> _Task details_:
Exactly as written, output each of the entries below.

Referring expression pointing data
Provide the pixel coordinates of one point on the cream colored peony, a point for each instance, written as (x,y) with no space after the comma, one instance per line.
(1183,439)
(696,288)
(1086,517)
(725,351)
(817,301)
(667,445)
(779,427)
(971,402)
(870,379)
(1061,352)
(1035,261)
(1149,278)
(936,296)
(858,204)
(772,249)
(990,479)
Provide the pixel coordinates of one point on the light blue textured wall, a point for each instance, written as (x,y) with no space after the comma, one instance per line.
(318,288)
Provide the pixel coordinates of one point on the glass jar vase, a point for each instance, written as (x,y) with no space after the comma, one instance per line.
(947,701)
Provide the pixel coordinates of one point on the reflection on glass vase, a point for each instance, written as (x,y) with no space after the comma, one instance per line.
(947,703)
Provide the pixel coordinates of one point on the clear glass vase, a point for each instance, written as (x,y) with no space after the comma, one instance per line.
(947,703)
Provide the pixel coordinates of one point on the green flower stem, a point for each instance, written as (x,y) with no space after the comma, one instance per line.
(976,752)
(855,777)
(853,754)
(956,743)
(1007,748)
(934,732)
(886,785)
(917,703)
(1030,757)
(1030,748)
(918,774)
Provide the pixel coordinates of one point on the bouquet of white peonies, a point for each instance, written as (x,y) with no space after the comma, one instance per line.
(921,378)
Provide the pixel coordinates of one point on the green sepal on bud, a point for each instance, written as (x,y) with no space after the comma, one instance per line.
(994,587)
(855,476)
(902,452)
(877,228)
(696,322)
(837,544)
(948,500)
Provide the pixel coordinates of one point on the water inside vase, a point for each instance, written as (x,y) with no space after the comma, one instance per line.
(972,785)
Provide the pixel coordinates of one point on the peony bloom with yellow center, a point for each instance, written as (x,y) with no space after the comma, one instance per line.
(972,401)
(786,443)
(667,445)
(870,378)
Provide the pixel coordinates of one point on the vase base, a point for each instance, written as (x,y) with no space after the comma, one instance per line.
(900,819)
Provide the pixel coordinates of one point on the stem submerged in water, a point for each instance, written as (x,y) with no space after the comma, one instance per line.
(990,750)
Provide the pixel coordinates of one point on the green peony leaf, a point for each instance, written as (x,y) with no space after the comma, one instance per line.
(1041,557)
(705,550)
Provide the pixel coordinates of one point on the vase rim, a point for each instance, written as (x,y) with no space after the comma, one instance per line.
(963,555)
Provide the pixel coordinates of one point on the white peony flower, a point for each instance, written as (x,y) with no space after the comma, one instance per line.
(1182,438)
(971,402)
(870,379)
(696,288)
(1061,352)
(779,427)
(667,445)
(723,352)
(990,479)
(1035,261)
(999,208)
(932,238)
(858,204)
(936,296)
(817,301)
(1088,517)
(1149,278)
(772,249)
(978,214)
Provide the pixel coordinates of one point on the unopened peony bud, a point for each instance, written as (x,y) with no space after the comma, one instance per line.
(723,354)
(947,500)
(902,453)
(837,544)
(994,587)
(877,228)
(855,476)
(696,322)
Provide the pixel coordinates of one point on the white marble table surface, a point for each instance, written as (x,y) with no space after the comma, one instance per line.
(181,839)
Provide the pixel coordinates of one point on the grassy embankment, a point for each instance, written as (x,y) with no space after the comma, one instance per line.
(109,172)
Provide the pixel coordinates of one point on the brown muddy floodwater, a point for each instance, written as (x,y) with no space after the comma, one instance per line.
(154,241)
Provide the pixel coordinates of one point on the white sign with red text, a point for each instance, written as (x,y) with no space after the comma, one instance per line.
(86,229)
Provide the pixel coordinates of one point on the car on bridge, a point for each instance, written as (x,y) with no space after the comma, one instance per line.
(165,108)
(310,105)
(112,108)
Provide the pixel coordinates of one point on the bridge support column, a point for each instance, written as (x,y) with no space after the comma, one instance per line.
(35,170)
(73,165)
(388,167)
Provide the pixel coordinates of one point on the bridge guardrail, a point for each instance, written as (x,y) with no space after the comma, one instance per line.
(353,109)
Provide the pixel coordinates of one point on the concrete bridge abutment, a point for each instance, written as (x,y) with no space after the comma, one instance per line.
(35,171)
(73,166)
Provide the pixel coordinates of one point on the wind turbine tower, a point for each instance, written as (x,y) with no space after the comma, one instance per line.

> _Exercise response_:
Provide the pixel coordinates of one point on the cream colored peony, a point for each instance, written as (x,y) with no space after the comma, one instance per line.
(1183,439)
(696,288)
(1086,517)
(725,351)
(817,301)
(667,445)
(779,427)
(971,402)
(870,379)
(1061,352)
(1035,261)
(1149,278)
(936,296)
(858,204)
(772,249)
(990,479)
Provide the pixel coordinates of one point on the light blue textured wall, a point for each instance, written as (x,y) with no space after the comma, one instance per line.
(318,288)
Provide the pixel coordinates of one point on the glass jar vase, a point for each instance, written as (x,y) with no space after the comma, one instance per line.
(947,701)
Provide the pixel coordinates of one point on the reflection on glass vase, a point for each instance, written as (x,y) with no space after the comma, one instance per line.
(947,703)
Provide the pixel coordinates of one point on the clear glass vase, a point for each instance, written as (x,y) with no space after the comma, one instance per line.
(947,703)
Provide the pixel coordinates of one point on the green flower stem, a point for each instance, written as (x,y) with no space after the comma, one instance per line.
(976,752)
(855,777)
(853,754)
(956,743)
(1007,748)
(934,732)
(886,785)
(917,703)
(1030,757)
(1030,748)
(918,774)
Provide the pixel coordinates of one point on the bouquet of white peonies, a point for each instance, written as (x,y) with no space after the comma, one instance per line.
(921,378)
Provide the pixel coordinates of one point on the green sepal on bud, a point for each instance, written as (x,y) with no space after the comma, one instance per line.
(994,587)
(855,476)
(902,452)
(877,228)
(696,322)
(837,544)
(948,500)
Provide the pixel coordinates of one point on the water inside vase, a point for each instance, written as (x,y) with no space after the comma, one instance per line.
(972,785)
Provide the pixel coordinates of one point on the peony bloom with yellow center, a point for each instance, written as (x,y) with no space after the comma, one instance per line.
(972,401)
(786,443)
(667,445)
(870,378)
Provide the pixel coordinates of one point on the vase base, a point for each instance, written as (x,y) with no space after the comma, one instance per line.
(900,819)
Provide the pixel coordinates of one point on the stem submerged in water, a point for each instance, written as (x,y) with no space after the comma, one instance per line.
(990,750)
Provide the pixel coordinates of one point on the green peony leaf, a point for each instance, written as (x,y) with no space after the comma, one instance per line.
(1041,557)
(705,550)
Provide the pixel coordinates of one point on the vase rim, a point for each instance, written as (x,y) with no space after the comma, one instance per line.
(963,555)
Provide the pixel coordinates of one point on the white peony flower, a point for each instance, written as (x,y) with no space after the comma, one instance per line.
(1182,438)
(971,402)
(870,379)
(696,288)
(1061,352)
(779,427)
(667,445)
(723,352)
(990,479)
(1035,261)
(999,208)
(932,238)
(858,204)
(936,296)
(817,301)
(1088,517)
(1149,278)
(772,249)
(978,214)
Provide the pixel coordinates of one point on the unopened peony bud, a point for each instance, written as (x,y) with no space after the comma, one instance per line.
(723,354)
(947,500)
(902,453)
(837,544)
(994,587)
(877,228)
(855,476)
(696,322)
Provide the pixel coordinates of one point on the white marble table surface, a point for each instance, written as (x,y) with no space after the comma, one instance per line.
(181,839)
Provide the pixel coordinates of one point on the grassy embankment, a point for each instance, written as (x,y) with no space after the comma, one instance per line.
(109,172)
Provide the pixel coordinates of one point on the brown muddy floodwater, a point for each instance, written as (x,y) with no space after the comma, one instance per line.
(154,241)
Provide the pixel coordinates of one point on the white sign with red text, a point for each instance, written as (x,y) with no space after the comma, one instance per line.
(86,229)
Provide the pixel coordinates of one point on the car on bridge, a point for each instance, written as (x,y) with no space after the comma, one instance per line.
(165,108)
(310,105)
(112,108)
Provide the pixel coordinates of one point on the bridge support column, a point for each instance, written as (x,y) with no space after the comma, one instance per line.
(35,170)
(73,165)
(388,167)
Provide the pixel coordinates of one point on the bridge guardrail, a point for each instance, written as (x,y) with no space after the comma, one instance per line.
(353,109)
Provide the pixel coordinates of one point on the concrete bridge abutment, a point for each instance, written as (x,y) with no space after the comma, one instance per line.
(35,171)
(73,166)
Provide the pixel coordinates of one point on the wind turbine tower, a point for each instance, written as (x,y) with no space after the comma, one instance per line.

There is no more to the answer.